== Task goal ==
In your copy, reproduce the entries exactly as they are, minus the images.

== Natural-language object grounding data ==
• • • •

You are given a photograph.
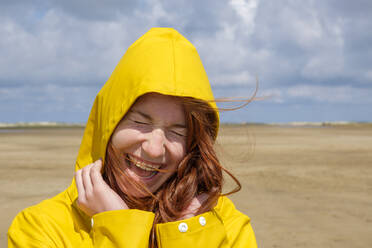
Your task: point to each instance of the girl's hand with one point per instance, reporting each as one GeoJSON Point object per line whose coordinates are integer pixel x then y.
{"type": "Point", "coordinates": [95, 196]}
{"type": "Point", "coordinates": [194, 206]}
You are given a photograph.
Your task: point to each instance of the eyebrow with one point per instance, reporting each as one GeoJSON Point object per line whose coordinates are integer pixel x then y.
{"type": "Point", "coordinates": [148, 117]}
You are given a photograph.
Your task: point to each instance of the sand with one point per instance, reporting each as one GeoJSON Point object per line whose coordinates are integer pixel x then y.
{"type": "Point", "coordinates": [302, 186]}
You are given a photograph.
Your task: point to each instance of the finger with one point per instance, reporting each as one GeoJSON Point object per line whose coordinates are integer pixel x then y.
{"type": "Point", "coordinates": [88, 187]}
{"type": "Point", "coordinates": [95, 173]}
{"type": "Point", "coordinates": [79, 183]}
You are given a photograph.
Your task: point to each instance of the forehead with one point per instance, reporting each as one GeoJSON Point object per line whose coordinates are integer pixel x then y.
{"type": "Point", "coordinates": [158, 106]}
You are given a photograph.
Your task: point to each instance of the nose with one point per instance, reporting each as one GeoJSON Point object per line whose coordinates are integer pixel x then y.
{"type": "Point", "coordinates": [154, 145]}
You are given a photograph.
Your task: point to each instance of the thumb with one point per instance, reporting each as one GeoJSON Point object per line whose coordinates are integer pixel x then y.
{"type": "Point", "coordinates": [95, 173]}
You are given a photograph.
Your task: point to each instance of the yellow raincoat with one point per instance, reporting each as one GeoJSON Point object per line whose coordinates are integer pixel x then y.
{"type": "Point", "coordinates": [160, 61]}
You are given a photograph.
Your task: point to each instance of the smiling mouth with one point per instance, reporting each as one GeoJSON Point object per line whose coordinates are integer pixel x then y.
{"type": "Point", "coordinates": [141, 168]}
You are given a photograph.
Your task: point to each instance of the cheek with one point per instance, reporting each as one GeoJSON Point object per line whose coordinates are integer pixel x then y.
{"type": "Point", "coordinates": [125, 138]}
{"type": "Point", "coordinates": [179, 152]}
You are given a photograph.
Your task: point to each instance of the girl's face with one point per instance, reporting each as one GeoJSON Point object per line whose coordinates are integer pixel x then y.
{"type": "Point", "coordinates": [151, 135]}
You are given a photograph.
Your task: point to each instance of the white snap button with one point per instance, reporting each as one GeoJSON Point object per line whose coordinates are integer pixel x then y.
{"type": "Point", "coordinates": [202, 221]}
{"type": "Point", "coordinates": [183, 227]}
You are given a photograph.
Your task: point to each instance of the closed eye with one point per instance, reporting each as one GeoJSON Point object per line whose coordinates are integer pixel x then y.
{"type": "Point", "coordinates": [178, 133]}
{"type": "Point", "coordinates": [140, 122]}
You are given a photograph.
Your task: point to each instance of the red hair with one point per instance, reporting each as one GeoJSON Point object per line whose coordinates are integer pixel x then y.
{"type": "Point", "coordinates": [200, 172]}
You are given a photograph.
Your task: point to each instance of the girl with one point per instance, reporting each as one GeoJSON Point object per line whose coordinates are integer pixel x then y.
{"type": "Point", "coordinates": [146, 174]}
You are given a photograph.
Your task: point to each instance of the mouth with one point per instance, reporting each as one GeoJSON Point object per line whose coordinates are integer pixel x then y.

• • • •

== Written answer ==
You are given a photograph.
Your task: point to each instance of the girl's hand with one point per instance, reporting each as one GeoJSON Point object per line whose coordinates are integer pixel x then y.
{"type": "Point", "coordinates": [95, 196]}
{"type": "Point", "coordinates": [194, 206]}
You are given a photograph.
Your task: point to each instance of the eyebrow with one point per instance, reporting each as one GeoJSON Point object per line whose coordinates are integer pixel x then y.
{"type": "Point", "coordinates": [148, 117]}
You are given a photograph.
Your task: point to each instance of the sand with one point per instance, reporting each as one GeoJSON Point object per line whose coordinates are integer pixel x then y.
{"type": "Point", "coordinates": [302, 186]}
You are given a photograph.
Your task: point to each instance of the finger with one point per instance, reporting each as one GeoJSON Point object per line whose coordinates are integer pixel x then y.
{"type": "Point", "coordinates": [88, 187]}
{"type": "Point", "coordinates": [95, 173]}
{"type": "Point", "coordinates": [79, 183]}
You are given a photograph.
Your task: point to each instance of the forehead with one point per instance, reporting each as one GeoJSON Point object per line whose coordinates are integer pixel x then y.
{"type": "Point", "coordinates": [158, 106]}
You are given a photograph.
Your task: point to each instance of the nose with one point per instance, reporting each as one GeoJSON Point object per line whose coordinates are integer pixel x then y.
{"type": "Point", "coordinates": [154, 145]}
You are given a photograph.
Your task: point to each instance of the thumb with one point per instance, reporting each as one GeoJSON Point object per line whose coordinates are integer pixel x then y.
{"type": "Point", "coordinates": [95, 173]}
You are given a photograph.
Your task: point to each instance of the yellow raincoat with one point per instance, reporting each as one GeoJSON Point object per line whose coordinates are integer pixel x then y.
{"type": "Point", "coordinates": [160, 61]}
You are given a photograph.
Your task: point to each instance of the smiling mouth with one point per instance, reporting each as one GeoJSON Point object per line whose coordinates are integer pixel x then y.
{"type": "Point", "coordinates": [141, 168]}
You are given a photograph.
Your task: point to each instance of the cheek with one point per instance, reporting each as one GeoJSON Point object per line whose coordinates are integer pixel x then y.
{"type": "Point", "coordinates": [125, 138]}
{"type": "Point", "coordinates": [179, 152]}
You are given a photograph.
Your task: point to each instance of the girl's face with one point per instance, reporting each as one GeoJSON Point object per line whose coordinates are integer pixel x then y.
{"type": "Point", "coordinates": [151, 135]}
You are given a photograph.
Your task: point to each instance of the white snap button with one point per instance, reporting each as one GeoJSON Point object per line whose coordinates are integer pixel x then y.
{"type": "Point", "coordinates": [202, 221]}
{"type": "Point", "coordinates": [183, 227]}
You are given a photograph.
Your task: point to each instance of the closed eye with one point per instance, reporting each as one GeoJSON Point object per line whose coordinates are integer pixel x then y.
{"type": "Point", "coordinates": [178, 133]}
{"type": "Point", "coordinates": [140, 122]}
You are given a photograph.
Your task: point to each instance of the red hair with one point per instance, reporting each as one GeoJSON Point object per line whose coordinates are integer pixel x then y.
{"type": "Point", "coordinates": [200, 172]}
You are given a photograph.
Your task: point to each instance of the girl with one point per instance, reporting each as one GeoJSON Point object per line whose coordinates are integer pixel x then y.
{"type": "Point", "coordinates": [146, 174]}
You are given a photograph.
Your task: point to each instance of the mouth with one point per instance, reporting each as one GeoJSON Point object per line whose coordinates are integer pixel x then y.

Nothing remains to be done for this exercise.